DATA FOR THIS EXERCISE below:

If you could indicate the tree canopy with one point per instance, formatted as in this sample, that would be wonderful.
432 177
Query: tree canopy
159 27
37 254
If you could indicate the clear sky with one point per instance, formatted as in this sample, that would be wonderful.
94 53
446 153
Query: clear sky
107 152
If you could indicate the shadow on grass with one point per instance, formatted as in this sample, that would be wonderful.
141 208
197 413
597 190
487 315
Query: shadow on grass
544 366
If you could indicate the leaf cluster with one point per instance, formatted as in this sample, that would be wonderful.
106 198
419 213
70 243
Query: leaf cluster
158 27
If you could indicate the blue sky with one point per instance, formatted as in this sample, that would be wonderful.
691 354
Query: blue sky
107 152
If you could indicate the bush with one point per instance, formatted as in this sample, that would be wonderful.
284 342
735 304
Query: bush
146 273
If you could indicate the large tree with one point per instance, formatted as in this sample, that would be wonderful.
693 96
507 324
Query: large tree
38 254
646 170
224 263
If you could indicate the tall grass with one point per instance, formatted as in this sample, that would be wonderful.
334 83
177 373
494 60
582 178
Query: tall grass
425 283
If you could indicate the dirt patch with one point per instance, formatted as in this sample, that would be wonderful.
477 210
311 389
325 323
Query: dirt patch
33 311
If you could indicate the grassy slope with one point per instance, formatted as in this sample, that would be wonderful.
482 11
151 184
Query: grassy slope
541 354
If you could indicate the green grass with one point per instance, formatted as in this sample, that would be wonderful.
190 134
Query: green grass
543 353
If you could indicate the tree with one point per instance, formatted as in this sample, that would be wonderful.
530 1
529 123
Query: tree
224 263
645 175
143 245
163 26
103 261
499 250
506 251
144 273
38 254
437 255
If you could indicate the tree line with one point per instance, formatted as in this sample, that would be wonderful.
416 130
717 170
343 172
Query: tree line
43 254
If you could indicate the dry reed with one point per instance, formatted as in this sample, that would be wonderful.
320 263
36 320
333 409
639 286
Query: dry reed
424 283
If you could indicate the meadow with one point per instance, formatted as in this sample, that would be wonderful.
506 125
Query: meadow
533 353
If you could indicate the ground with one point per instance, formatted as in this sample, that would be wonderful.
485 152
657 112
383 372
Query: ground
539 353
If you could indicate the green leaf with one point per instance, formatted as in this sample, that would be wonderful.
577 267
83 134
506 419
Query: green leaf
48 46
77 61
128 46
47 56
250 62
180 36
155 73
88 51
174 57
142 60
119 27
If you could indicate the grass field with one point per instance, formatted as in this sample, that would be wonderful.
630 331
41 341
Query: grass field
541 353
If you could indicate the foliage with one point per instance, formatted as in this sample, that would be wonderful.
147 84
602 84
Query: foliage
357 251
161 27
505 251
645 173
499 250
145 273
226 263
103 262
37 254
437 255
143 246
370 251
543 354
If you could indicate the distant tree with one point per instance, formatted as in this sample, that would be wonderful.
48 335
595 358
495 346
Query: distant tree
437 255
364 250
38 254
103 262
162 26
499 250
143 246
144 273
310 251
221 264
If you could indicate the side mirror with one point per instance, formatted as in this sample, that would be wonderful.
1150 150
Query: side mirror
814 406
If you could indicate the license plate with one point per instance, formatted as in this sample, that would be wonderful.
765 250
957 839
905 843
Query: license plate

End of DATA FOR THIS EXERCISE.

◆ WHAT YOU WILL DO: Your task is to repeat every entry above exactly.

◆ EXERCISE SOLUTION:
If you could indicate the tree canopy with one point per instance, formatted as in this sample, that would be wonderful.
432 177
Query: tree canopy
159 27
37 254
If you could indicate the clear sky with one point per instance, formatted as in this sample, that would be wonderful.
94 53
446 153
Query: clear sky
107 152
If you could indicate the shadow on grass with one point per instance, formatted as in this sample, that would be wonderful.
141 208
197 413
597 190
487 315
Query: shadow on grass
544 366
If you could indicate the leaf cluster with one point per instance, formatted as in this sample, that would be wonderful.
106 198
419 213
70 243
Query: leaf cluster
158 27
If you could indicate the blue sky with one point per instance, formatted as in this sample, that would be wonderful.
691 354
Query: blue sky
107 152
If you could indicate the bush with one point per instance, formatted as in this sample, that would be wonderful.
284 342
735 304
Query: bush
146 273
If you could indicate the large tree with one point per instance, formatted as in this sample, that would be wonderful.
693 96
507 324
Query: large tree
38 254
646 170
224 263
If you could indicate the tall grass with one point per instance, formatted as in this sample, that would be wonderful.
334 83
177 373
494 60
582 178
Query: tall grass
425 283
If you could indicate the dirt patch with one point per instance, formatted as in this sample, that would be wonderful.
477 210
311 389
325 323
Query: dirt patch
33 311
If you could indicate the grassy slope with one point per instance, formatted as in this sample, that would be wonderful.
482 11
151 184
Query: grassy slope
541 354
If you could indicate the green grass with one point per instance, formatted as in this sample, that would be wonderful.
190 134
Query: green grass
543 353
If you could indicate the tree with one point per instance, formatted as in this sample, that would be wonderful.
530 1
529 123
Query: tree
224 263
645 175
143 245
163 26
103 261
499 250
506 251
144 273
38 254
437 255
If you could indicate the tree line with one point per instance, formatted as in this sample, that would be wonderful.
416 130
717 170
343 172
Query: tree line
43 254
If you could indicate the dry reed with one point per instance, formatted as in this sample, that would be wonderful.
320 263
36 320
333 409
639 286
Query: dry reed
424 283
If you could indicate the meadow with one point per instance, formatted as in this sample, that would be wonderful.
506 125
Query: meadow
533 353
If you could indicate the ground with one point per instance, formatted as in this sample, that would be wonderful.
485 152
657 112
383 372
Query: ground
539 353
If you could indicate the green leaf with one point per instance, formatted as in this sample, that would be wonderful.
577 267
83 134
506 419
Query: green leaf
48 46
77 61
128 46
47 56
250 62
180 36
155 73
88 51
174 57
142 60
119 27
If you could indicate the grass field with one point per instance, formatted as in this sample, that would be wonderful.
630 331
41 341
Query: grass field
541 353
If you could indicate the foliage with one point per instance, formatted as in this sample, that would be wonderful.
147 84
602 84
Query: foliage
357 251
161 27
505 251
645 173
499 250
145 273
226 263
103 262
37 254
437 255
143 246
370 251
543 354
If you could indicate the distant tree with one point per instance, formatted as in this sample, that would be wonderful.
48 335
595 358
495 346
Query: distant tree
437 255
364 250
38 254
103 262
162 26
499 250
143 246
144 273
310 251
221 264
If you could indicate the side mirror with one point per instance, formatted as in this sample, that would be wonderful.
1150 150
Query: side mirror
814 406
If you could indicate the license plate with one point per instance, formatted as in this sample, that would be wonderful.
765 250
957 839
905 843
Query: license plate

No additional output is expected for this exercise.